Dataset items:
— Start —

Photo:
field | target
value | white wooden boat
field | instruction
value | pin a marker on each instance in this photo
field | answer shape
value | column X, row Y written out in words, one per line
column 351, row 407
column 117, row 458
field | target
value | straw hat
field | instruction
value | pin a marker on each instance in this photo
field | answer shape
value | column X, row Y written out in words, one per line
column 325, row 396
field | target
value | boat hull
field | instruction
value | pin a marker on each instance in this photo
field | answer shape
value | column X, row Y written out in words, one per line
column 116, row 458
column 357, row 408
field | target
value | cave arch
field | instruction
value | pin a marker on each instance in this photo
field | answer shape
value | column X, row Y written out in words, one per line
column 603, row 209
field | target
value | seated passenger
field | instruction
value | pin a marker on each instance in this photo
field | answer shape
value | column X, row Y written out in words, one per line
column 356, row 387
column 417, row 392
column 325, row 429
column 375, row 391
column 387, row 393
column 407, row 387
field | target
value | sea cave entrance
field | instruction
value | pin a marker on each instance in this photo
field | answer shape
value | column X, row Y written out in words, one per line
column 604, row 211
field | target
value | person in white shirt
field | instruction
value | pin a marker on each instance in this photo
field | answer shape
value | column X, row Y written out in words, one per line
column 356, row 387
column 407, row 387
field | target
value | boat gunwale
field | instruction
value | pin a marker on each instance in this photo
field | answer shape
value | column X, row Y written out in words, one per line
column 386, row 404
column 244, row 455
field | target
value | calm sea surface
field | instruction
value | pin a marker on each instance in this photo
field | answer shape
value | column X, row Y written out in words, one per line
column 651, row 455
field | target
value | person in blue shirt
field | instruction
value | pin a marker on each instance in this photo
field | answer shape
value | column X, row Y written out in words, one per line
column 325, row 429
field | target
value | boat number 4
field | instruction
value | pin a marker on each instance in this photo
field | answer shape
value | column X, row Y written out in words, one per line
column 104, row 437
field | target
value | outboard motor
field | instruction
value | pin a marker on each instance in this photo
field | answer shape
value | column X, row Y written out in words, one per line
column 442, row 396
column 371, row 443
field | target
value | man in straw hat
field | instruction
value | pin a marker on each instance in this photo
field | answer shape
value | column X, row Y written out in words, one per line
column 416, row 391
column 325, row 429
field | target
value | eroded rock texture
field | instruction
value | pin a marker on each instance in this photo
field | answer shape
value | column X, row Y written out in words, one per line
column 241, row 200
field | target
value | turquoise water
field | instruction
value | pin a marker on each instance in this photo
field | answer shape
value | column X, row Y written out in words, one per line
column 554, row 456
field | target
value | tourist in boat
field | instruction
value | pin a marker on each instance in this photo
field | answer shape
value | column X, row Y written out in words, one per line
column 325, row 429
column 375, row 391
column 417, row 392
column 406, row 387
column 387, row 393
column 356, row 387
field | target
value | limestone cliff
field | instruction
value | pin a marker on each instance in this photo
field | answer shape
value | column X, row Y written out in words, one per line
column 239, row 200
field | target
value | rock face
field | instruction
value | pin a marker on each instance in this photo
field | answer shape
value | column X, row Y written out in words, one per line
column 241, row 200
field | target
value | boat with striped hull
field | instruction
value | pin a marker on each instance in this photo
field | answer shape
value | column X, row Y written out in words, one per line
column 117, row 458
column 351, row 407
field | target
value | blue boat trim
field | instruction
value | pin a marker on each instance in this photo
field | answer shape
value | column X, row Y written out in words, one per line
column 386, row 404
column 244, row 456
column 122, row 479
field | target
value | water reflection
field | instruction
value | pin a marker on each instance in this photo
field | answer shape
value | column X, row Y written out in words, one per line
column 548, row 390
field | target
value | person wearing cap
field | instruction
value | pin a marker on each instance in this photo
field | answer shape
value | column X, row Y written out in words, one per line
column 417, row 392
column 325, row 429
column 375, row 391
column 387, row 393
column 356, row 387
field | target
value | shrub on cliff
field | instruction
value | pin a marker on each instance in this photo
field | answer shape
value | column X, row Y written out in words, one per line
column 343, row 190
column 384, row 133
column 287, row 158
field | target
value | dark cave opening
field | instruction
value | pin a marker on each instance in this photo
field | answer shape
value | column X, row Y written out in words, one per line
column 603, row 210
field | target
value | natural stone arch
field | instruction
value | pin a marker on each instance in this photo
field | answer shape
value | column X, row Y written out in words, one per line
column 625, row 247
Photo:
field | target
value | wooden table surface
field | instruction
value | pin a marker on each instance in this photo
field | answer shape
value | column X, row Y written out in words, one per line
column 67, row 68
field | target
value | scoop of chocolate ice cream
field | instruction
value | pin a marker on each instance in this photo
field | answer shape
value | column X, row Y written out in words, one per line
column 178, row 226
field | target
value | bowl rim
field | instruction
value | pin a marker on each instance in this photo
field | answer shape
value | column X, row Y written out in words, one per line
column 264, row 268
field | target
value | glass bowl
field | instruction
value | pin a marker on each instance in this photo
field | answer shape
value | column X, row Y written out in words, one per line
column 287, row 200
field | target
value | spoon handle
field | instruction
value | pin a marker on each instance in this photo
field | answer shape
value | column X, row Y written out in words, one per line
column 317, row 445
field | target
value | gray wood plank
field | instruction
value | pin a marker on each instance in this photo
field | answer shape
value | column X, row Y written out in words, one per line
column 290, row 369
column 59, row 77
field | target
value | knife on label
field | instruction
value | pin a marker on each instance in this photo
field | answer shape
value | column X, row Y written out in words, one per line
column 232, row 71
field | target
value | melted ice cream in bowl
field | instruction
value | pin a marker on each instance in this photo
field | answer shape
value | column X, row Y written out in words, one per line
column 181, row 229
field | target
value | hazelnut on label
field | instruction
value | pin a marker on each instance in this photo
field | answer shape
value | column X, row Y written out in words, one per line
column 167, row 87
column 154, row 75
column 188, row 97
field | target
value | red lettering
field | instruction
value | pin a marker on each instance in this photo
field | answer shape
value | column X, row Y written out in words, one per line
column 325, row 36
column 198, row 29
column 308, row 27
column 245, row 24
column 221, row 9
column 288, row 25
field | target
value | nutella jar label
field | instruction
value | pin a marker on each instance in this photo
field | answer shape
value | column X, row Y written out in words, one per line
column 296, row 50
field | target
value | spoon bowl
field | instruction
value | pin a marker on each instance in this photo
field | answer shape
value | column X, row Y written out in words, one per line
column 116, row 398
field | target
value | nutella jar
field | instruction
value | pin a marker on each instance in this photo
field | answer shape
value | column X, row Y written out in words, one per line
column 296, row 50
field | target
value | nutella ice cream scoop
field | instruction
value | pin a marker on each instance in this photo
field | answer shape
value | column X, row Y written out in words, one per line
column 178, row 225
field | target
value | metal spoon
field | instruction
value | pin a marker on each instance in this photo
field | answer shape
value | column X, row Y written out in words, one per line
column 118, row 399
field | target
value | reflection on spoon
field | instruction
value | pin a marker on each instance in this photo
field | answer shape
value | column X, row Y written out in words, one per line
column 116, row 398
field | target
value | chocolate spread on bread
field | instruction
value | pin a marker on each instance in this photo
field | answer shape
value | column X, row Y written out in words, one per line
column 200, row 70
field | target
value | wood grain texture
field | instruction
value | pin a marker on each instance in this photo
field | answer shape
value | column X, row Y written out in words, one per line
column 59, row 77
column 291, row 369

— End —

• EXERCISE REQUIREMENTS: Take the entries and copy them out exactly.

• THE RESPONSE:
Photo:
field | target
value | white wooden boat
field | instruction
value | pin a marker on each instance in this photo
field | answer shape
value | column X, row Y written out in words, one per line
column 351, row 407
column 117, row 458
field | target
value | straw hat
field | instruction
value | pin a marker on each instance in this photo
field | answer shape
value | column X, row Y written out in words, one per line
column 325, row 396
field | target
value | boat hull
field | instruction
value | pin a marker on each instance in this photo
field | answer shape
value | column X, row Y written out in words, one per line
column 116, row 458
column 357, row 408
field | target
value | cave arch
field | instruction
value | pin a marker on each instance in this photo
field | answer shape
value | column X, row Y written out in words, one per line
column 603, row 209
field | target
value | seated passenger
field | instruction
value | pin a marker on each instance in this photo
field | answer shape
value | column X, row Y written out in words, one per line
column 356, row 387
column 417, row 392
column 325, row 429
column 375, row 391
column 387, row 393
column 407, row 387
field | target
value | sea cave entrance
field | instruction
value | pin a marker on each instance in this photo
field | answer shape
value | column X, row Y written out in words, one per line
column 604, row 211
field | target
value | person in white shirt
field | instruction
value | pin a marker on each instance in this photo
field | answer shape
value | column X, row Y written out in words, one per line
column 356, row 387
column 407, row 387
field | target
value | boat gunwale
field | instruction
value | pin a marker on each instance in this photo
field | answer shape
value | column X, row Y written out in words, one per line
column 386, row 404
column 244, row 455
field | target
value | calm sea surface
field | instruction
value | pin a marker on each instance in this photo
field | answer shape
value | column X, row Y written out in words, one per line
column 651, row 455
field | target
value | person in blue shirt
field | instruction
value | pin a marker on each instance in this photo
field | answer shape
value | column X, row Y written out in words, one per line
column 325, row 429
field | target
value | boat number 4
field | instruction
value | pin a marker on each instance in this photo
field | answer shape
value | column X, row Y written out in words, one per line
column 104, row 437
field | target
value | outboard motor
field | instruction
value | pin a marker on each instance in this photo
field | answer shape
value | column X, row Y written out in words, one per line
column 442, row 396
column 371, row 443
field | target
value | man in straw hat
field | instruction
value | pin a marker on each instance in this photo
field | answer shape
value | column X, row Y written out in words, one per line
column 416, row 391
column 325, row 429
field | target
value | eroded rock texture
field | instruction
value | pin a marker on each instance in this photo
field | answer shape
value | column X, row Y written out in words, one per line
column 241, row 200
field | target
value | turquoise water
field | instruction
value | pin a marker on each instance in this photo
field | answer shape
value | column X, row Y written out in words, one per line
column 554, row 456
field | target
value | tourist in boat
field | instruction
value | pin a marker on each instance in this photo
field | answer shape
value | column X, row Y written out in words, one per line
column 325, row 429
column 375, row 391
column 417, row 392
column 406, row 387
column 387, row 393
column 356, row 387
field | target
value | limestone cliff
field | instruction
value | pin a marker on each instance in this photo
field | answer shape
value | column X, row Y written out in words, one per line
column 239, row 200
field | target
value | rock face
field | instruction
value | pin a marker on each instance in this photo
field | answer shape
value | column X, row Y written out in words, one per line
column 241, row 200
field | target
value | boat with striped hull
field | instruction
value | pin a marker on each instance in this photo
field | answer shape
value | column X, row Y written out in words, one per line
column 117, row 458
column 351, row 407
field | target
value | blue boat trim
field | instruction
value | pin a marker on each instance in this photo
field | answer shape
value | column X, row Y written out in words, one per line
column 386, row 404
column 244, row 456
column 122, row 479
field | target
value | water reflection
field | instruction
value | pin a marker on each instance in this photo
field | answer shape
value | column X, row Y written out in words, one per line
column 548, row 390
field | target
value | person wearing cap
field | instruction
value | pin a marker on each instance in this photo
field | answer shape
value | column X, row Y written out in words, one per line
column 417, row 392
column 325, row 429
column 375, row 391
column 387, row 393
column 356, row 387
field | target
value | shrub on cliff
field | instruction
value | pin a marker on each instance in this photo
field | answer shape
value | column X, row Y written out in words, one per line
column 343, row 190
column 384, row 133
column 287, row 158
field | target
value | dark cave opening
field | instruction
value | pin a marker on each instance in this photo
field | answer shape
value | column X, row Y written out in words, one per line
column 603, row 210
field | target
value | natural stone arch
field | instruction
value | pin a marker on each instance in this photo
field | answer shape
value | column X, row Y written out in words, one per line
column 625, row 247
Photo:
field | target
value | wooden table surface
field | instruction
value | pin a marker on each instance in this photo
field | answer shape
value | column X, row Y written out in words, one per line
column 67, row 68
field | target
value | scoop of chocolate ice cream
field | instruction
value | pin a marker on each instance in this photo
field | answer shape
value | column X, row Y written out in words, one per line
column 178, row 226
field | target
value | bowl rim
field | instruction
value | pin a marker on each instance in this photo
field | answer shape
value | column X, row Y written out in words, one per line
column 264, row 268
field | target
value | glass bowl
field | instruction
value | pin a marker on each instance in this photo
field | answer shape
value | column X, row Y written out in words, one per line
column 287, row 200
field | target
value | spoon handle
field | instruction
value | pin a marker on each instance in this photo
field | answer shape
value | column X, row Y written out in words, one per line
column 317, row 445
field | target
value | gray wood plank
field | instruction
value | pin a marker on each instance in this photo
field | answer shape
value | column X, row Y written out in words, one per line
column 290, row 369
column 59, row 77
field | target
value | knife on label
field | instruction
value | pin a marker on each instance in this photo
field | answer shape
value | column X, row Y written out in words, one per line
column 232, row 71
field | target
value | melted ice cream in bowl
field | instruction
value | pin a marker on each instance in this photo
field | answer shape
value | column X, row Y written out in words, one per line
column 181, row 229
field | target
value | hazelnut on label
field | instruction
value | pin a marker on each instance in this photo
field | answer shape
value | column X, row Y written out in words, one per line
column 167, row 87
column 154, row 75
column 188, row 97
field | target
value | red lettering
field | instruction
value | pin a marker on each instance in this photo
field | answer shape
value | column X, row Y written out in words, one per line
column 325, row 36
column 198, row 29
column 308, row 27
column 245, row 24
column 221, row 9
column 288, row 25
field | target
value | nutella jar label
field | instruction
value | pin a marker on each instance in this photo
field | answer shape
value | column X, row Y written out in words, one per line
column 296, row 50
field | target
value | spoon bowl
field | instruction
value | pin a marker on each instance in this photo
field | answer shape
value | column X, row Y written out in words, one per line
column 116, row 398
field | target
value | nutella jar
field | instruction
value | pin a marker on each instance in this photo
field | answer shape
value | column X, row Y written out in words, one per line
column 296, row 50
field | target
value | nutella ice cream scoop
field | instruction
value | pin a marker on each instance in this photo
field | answer shape
value | column X, row Y written out in words, one per line
column 178, row 225
field | target
value | metal spoon
field | instruction
value | pin a marker on each instance in this photo
field | answer shape
value | column X, row Y written out in words, one per line
column 118, row 399
field | target
value | reflection on spoon
field | instruction
value | pin a marker on each instance in this photo
field | answer shape
value | column X, row Y written out in words, one per line
column 116, row 398
field | target
value | chocolate spread on bread
field | instruction
value | pin a marker on each instance in this photo
field | answer shape
value | column X, row Y written out in words, one per line
column 200, row 70
field | target
value | wood grain texture
field | instruction
value | pin a marker on each instance in this photo
field | answer shape
value | column X, row Y written out in words, one per line
column 59, row 77
column 291, row 369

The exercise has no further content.